● **Exercise materials**

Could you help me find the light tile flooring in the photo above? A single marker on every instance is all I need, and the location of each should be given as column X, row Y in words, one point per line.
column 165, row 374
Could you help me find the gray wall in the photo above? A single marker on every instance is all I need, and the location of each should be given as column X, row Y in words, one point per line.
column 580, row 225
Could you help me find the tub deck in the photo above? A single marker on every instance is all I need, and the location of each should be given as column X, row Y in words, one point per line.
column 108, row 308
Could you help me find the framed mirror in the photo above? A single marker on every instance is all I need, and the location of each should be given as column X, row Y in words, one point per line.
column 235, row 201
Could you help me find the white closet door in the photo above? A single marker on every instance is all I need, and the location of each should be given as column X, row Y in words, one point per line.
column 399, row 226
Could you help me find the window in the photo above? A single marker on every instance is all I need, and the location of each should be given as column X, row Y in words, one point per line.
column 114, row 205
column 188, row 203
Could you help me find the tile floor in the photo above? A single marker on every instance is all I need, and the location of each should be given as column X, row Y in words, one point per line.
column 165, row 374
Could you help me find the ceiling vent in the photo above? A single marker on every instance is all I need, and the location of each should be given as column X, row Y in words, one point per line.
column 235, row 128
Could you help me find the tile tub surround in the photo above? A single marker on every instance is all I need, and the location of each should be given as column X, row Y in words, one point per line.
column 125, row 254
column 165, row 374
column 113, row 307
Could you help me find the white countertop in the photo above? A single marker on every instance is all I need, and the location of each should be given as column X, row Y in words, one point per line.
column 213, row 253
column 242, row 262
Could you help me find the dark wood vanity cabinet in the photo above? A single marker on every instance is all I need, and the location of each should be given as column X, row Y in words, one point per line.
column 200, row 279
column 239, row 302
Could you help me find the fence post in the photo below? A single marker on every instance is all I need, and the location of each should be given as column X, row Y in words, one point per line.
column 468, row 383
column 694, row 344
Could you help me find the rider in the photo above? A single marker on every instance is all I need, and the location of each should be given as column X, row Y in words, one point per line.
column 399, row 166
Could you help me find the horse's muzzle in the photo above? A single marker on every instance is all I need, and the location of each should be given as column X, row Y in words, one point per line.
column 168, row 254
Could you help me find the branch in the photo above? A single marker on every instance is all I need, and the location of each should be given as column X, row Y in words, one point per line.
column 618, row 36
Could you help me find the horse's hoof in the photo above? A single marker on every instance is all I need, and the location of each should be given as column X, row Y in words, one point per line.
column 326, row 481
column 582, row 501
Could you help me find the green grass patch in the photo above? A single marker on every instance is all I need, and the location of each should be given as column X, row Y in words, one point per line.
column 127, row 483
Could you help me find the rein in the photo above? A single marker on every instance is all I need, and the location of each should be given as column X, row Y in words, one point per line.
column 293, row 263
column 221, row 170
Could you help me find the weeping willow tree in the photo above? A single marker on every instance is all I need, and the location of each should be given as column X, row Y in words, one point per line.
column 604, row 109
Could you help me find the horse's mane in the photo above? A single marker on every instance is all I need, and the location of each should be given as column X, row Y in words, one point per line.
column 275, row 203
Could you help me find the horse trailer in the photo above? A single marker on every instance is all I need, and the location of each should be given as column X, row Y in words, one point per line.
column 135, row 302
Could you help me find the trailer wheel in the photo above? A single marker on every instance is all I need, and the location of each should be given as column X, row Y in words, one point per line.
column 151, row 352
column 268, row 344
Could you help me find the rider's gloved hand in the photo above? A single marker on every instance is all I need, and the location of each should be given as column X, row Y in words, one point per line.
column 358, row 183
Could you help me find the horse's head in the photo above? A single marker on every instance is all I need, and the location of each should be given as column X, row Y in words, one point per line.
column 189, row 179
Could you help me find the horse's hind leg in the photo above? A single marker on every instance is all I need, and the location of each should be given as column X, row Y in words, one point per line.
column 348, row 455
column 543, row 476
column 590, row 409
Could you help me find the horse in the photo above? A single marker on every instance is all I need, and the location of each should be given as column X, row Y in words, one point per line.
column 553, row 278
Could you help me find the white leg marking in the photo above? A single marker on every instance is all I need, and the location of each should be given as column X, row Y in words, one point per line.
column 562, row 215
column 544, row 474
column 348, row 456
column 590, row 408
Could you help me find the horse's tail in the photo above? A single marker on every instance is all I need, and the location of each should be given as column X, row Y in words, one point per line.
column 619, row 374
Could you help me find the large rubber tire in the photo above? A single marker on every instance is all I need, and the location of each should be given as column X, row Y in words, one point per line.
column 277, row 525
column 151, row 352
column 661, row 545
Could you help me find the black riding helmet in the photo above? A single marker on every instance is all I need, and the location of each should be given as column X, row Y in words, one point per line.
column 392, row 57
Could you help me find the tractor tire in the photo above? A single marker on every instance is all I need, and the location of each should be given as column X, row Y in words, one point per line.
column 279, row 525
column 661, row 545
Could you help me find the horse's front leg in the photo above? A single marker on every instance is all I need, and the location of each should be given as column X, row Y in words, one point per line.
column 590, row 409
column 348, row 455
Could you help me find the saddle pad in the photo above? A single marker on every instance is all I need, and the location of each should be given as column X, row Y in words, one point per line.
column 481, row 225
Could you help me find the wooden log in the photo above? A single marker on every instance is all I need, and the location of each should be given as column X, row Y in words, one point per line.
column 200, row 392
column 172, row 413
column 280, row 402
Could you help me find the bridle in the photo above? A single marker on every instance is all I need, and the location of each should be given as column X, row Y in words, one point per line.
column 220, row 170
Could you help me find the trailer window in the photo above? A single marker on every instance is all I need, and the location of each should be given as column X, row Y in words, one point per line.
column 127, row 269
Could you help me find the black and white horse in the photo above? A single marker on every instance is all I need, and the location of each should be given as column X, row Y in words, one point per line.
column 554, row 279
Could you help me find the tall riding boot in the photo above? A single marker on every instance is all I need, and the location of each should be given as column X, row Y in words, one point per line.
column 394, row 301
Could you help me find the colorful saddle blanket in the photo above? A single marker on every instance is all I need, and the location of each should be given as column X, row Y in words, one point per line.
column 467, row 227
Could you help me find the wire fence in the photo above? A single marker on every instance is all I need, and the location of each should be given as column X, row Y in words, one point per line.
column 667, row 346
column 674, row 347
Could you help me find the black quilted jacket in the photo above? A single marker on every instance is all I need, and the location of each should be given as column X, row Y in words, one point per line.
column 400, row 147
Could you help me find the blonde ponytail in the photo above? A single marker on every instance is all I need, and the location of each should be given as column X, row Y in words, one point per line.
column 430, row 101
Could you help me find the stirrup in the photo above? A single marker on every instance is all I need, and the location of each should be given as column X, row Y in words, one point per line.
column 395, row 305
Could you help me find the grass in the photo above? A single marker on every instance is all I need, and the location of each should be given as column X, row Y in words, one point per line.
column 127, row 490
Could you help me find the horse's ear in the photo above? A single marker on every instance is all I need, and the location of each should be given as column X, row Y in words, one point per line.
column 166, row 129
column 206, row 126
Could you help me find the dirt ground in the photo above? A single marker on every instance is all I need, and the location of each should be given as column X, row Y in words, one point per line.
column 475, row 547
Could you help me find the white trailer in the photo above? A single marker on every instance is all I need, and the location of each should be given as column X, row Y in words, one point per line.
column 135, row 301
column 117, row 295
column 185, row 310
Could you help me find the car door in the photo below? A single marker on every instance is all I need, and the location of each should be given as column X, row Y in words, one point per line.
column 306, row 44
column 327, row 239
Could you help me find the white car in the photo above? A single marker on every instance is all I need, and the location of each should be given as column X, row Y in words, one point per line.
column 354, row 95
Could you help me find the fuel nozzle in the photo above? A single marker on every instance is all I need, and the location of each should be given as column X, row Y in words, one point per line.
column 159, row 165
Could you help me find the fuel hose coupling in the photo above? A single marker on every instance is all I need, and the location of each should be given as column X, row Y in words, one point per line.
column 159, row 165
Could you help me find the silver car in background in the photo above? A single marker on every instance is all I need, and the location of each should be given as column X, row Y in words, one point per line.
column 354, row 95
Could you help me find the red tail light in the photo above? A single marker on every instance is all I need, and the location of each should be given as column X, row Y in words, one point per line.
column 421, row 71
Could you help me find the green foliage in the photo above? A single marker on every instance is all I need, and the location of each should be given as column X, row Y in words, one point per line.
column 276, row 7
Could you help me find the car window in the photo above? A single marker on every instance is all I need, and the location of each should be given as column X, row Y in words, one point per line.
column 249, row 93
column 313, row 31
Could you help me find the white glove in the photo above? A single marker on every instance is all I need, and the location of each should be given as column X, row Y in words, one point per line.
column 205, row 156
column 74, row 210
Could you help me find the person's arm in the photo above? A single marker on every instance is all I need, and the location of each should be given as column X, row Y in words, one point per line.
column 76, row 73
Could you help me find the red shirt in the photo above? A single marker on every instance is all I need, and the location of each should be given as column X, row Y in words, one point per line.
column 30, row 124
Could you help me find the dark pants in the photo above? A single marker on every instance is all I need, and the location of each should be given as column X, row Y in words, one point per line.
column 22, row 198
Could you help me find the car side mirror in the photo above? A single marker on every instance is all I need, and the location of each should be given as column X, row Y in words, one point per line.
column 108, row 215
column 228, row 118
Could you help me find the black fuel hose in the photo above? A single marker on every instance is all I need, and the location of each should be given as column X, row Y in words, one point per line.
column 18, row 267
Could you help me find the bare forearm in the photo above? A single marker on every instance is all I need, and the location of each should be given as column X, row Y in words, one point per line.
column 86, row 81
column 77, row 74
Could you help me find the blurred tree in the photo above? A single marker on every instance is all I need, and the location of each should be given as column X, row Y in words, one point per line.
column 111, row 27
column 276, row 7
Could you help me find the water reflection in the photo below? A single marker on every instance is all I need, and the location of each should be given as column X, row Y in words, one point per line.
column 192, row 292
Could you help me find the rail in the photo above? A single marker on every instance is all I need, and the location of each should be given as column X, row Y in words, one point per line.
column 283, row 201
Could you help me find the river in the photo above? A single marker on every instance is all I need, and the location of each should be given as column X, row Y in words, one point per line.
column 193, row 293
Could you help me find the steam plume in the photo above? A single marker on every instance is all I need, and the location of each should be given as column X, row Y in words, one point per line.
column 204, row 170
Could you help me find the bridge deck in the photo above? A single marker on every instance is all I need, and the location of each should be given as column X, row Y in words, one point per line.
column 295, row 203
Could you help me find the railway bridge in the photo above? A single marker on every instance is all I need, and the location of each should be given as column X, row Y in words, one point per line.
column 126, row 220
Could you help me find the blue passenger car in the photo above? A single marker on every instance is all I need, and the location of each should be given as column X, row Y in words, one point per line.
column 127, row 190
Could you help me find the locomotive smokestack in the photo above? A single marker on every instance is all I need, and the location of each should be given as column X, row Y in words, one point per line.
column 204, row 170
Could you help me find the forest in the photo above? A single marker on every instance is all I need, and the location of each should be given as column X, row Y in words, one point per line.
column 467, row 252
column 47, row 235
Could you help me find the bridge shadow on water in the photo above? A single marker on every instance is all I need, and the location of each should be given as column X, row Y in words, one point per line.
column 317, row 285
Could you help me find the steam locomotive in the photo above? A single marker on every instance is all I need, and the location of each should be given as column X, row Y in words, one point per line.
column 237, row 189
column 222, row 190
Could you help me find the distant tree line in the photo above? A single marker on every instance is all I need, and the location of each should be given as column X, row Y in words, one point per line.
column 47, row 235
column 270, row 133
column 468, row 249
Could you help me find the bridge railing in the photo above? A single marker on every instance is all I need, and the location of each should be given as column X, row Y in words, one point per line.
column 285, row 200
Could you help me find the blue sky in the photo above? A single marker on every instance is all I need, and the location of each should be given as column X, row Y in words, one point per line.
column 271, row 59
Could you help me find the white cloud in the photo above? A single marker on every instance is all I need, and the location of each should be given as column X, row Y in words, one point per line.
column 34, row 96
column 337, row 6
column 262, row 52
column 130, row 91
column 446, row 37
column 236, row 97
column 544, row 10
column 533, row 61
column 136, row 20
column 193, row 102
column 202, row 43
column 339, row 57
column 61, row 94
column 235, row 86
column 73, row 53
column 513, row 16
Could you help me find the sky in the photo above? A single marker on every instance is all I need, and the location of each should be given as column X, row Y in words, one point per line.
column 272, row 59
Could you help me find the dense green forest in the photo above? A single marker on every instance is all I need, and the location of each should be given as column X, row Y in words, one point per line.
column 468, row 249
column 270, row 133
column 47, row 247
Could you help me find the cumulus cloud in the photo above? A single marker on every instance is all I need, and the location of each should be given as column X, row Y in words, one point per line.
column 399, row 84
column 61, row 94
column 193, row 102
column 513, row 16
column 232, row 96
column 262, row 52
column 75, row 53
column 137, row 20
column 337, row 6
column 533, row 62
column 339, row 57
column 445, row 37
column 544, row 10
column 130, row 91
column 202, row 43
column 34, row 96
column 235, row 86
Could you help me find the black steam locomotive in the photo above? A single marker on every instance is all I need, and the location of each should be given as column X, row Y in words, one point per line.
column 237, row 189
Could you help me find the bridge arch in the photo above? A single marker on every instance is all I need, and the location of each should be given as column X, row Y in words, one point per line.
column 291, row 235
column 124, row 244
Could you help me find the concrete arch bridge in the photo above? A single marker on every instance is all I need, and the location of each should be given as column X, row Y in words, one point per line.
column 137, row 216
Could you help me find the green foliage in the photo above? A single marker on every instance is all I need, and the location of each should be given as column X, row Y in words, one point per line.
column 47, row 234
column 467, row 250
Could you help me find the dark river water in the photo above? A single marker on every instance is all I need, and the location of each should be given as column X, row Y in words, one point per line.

● **Stated problem**
Reproduce the entries from the line with "Could you help me find the branch" up to and including the line with "column 127, row 483", changing "marker" to "dot" and keeping everything else the same.

● **Full output**
Could you help me find the branch in the photo above? A single dot on every instance is all I need, and the location of each should be given as column X, row Y in words, one point per line.
column 618, row 36
Could you help me find the horse's hoof in the photo above? A single dot on every instance is all I need, and the location of each should be given as column X, row Y in words, one point per line.
column 326, row 481
column 582, row 501
Could you help me find the green grass patch in the photo above? A single dot on every instance is all I need, and the location of each should be given as column X, row Y in words, one point per line.
column 127, row 483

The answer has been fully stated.